> Exercise instructions:
Return, from the data below, each line that contains the word "window".
╭─ Supplied entries
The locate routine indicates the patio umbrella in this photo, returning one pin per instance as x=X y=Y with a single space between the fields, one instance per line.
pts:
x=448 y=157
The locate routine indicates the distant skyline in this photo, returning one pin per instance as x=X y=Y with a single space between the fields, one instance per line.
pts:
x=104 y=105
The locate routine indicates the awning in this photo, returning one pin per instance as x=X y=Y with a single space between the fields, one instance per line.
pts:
╰─
╭─ Supplied entries
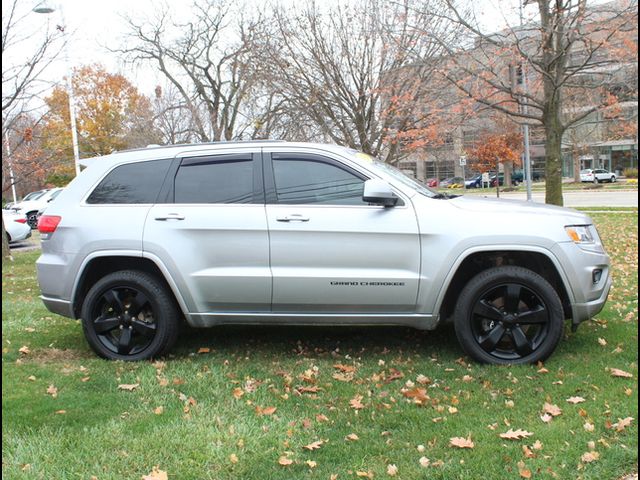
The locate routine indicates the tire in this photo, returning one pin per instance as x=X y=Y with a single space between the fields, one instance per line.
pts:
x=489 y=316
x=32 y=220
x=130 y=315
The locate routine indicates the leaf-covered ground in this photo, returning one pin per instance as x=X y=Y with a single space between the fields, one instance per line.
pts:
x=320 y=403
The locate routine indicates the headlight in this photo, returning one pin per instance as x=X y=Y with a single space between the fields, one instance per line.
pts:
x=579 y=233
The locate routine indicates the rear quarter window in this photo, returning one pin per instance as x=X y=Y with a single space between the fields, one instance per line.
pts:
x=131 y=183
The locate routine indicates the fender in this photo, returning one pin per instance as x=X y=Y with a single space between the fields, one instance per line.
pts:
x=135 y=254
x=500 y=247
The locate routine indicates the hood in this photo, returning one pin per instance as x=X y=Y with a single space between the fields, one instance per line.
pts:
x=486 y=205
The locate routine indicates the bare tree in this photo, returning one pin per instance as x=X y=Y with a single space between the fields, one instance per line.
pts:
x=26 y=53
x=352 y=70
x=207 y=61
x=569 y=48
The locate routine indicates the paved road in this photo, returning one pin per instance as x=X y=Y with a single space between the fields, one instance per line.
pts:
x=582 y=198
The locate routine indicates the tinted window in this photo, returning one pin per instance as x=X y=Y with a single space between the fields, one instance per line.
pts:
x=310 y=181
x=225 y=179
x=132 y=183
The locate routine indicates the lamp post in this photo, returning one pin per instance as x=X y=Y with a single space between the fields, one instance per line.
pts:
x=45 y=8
╰─
> Written response:
The locate routine indicates the rear quarter window in this photo, returning one pin per instance as x=X y=Y with a single space between the fields, one instance per line.
The locate routine indicates the tinted window in this photo, returning one pin per instance as x=X y=Y with a single space between the fields, one instance per line.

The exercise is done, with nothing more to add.